What the task asks: State how many lines of the data below contain the word "dark", counting only exact-case matches. Reply with the number alone.

Data section:
============================================================

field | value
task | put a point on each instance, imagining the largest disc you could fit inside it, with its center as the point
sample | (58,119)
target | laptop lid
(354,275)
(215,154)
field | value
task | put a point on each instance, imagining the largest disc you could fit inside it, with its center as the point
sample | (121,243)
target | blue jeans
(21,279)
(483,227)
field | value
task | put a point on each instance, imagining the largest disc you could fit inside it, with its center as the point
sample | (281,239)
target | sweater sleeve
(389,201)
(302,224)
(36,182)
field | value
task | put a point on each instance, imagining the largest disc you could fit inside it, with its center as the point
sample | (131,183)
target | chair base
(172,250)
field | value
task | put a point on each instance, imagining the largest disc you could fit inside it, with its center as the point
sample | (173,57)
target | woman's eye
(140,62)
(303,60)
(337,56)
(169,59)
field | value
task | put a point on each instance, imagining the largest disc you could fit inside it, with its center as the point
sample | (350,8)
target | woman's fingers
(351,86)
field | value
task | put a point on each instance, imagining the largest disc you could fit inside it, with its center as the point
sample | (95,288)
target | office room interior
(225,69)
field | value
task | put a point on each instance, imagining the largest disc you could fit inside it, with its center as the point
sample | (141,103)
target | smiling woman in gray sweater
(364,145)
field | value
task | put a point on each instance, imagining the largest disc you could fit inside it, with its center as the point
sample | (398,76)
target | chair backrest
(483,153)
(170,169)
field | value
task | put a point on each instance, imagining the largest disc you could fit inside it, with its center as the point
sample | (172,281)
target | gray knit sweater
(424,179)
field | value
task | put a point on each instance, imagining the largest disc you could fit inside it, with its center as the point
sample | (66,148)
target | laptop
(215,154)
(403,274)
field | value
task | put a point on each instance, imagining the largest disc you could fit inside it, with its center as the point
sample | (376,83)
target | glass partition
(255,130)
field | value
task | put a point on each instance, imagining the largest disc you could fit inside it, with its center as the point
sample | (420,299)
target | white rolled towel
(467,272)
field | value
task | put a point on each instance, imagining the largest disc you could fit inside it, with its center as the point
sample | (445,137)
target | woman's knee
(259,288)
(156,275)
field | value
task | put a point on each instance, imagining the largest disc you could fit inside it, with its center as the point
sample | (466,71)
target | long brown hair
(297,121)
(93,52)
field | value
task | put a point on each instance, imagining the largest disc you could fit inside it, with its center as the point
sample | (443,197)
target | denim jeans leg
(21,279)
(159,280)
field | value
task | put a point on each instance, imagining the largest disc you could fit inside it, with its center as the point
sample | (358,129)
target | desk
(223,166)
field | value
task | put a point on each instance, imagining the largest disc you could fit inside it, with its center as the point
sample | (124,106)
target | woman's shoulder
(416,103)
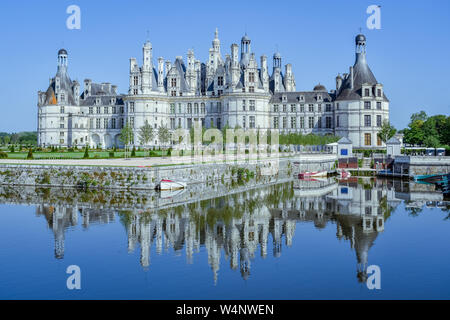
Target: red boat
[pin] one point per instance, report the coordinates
(315, 174)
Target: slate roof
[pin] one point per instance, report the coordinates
(294, 97)
(361, 75)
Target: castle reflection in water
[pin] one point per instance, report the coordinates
(241, 225)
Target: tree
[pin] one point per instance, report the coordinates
(163, 135)
(146, 134)
(387, 131)
(86, 153)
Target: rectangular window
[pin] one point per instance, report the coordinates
(379, 120)
(293, 122)
(367, 139)
(328, 122)
(251, 77)
(367, 121)
(275, 123)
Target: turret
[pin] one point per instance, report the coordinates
(264, 73)
(76, 92)
(235, 69)
(62, 60)
(289, 80)
(160, 74)
(146, 67)
(338, 82)
(245, 50)
(191, 74)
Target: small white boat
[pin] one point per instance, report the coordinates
(170, 185)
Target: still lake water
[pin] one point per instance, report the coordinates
(281, 241)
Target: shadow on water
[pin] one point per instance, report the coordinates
(239, 224)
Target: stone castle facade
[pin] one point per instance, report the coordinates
(234, 91)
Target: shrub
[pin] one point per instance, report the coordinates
(86, 153)
(30, 154)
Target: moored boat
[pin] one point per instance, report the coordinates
(315, 174)
(170, 185)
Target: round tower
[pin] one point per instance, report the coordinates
(62, 59)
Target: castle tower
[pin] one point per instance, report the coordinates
(246, 49)
(62, 60)
(147, 68)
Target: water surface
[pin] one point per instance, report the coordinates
(293, 240)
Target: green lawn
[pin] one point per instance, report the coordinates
(79, 155)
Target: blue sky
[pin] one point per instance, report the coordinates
(410, 55)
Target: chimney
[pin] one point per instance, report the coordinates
(351, 78)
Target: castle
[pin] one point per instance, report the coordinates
(235, 91)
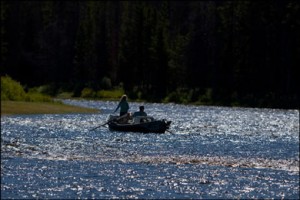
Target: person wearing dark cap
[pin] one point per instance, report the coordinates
(123, 105)
(140, 113)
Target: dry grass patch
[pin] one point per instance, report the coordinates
(18, 107)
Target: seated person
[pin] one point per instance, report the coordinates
(140, 113)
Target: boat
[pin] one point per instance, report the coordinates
(143, 124)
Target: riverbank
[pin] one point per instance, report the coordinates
(20, 107)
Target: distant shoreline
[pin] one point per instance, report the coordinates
(21, 107)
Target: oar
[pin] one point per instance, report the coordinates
(118, 118)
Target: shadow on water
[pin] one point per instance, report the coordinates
(213, 152)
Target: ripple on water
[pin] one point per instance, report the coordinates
(213, 152)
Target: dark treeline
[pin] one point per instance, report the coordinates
(214, 52)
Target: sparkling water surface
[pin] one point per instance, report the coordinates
(209, 152)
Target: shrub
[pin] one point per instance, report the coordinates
(110, 94)
(87, 93)
(11, 89)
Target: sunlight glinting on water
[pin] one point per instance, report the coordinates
(206, 147)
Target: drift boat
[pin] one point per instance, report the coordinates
(143, 124)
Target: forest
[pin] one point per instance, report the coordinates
(229, 53)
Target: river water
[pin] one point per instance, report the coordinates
(209, 152)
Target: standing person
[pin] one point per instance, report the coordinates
(140, 113)
(123, 105)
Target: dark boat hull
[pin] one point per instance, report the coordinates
(159, 126)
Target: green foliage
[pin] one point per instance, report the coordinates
(87, 93)
(11, 90)
(156, 48)
(106, 83)
(110, 94)
(37, 97)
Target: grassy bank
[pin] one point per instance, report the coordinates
(20, 107)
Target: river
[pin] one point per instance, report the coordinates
(210, 152)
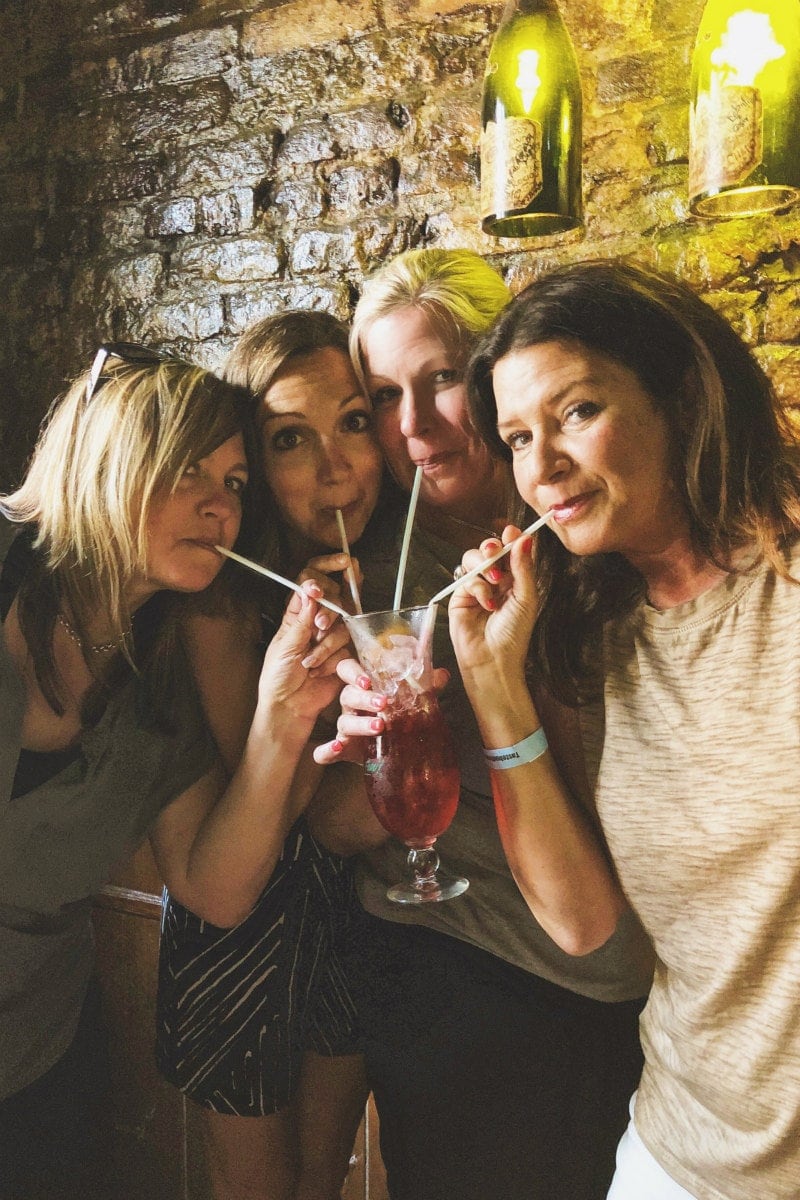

============================================================

Reply: 3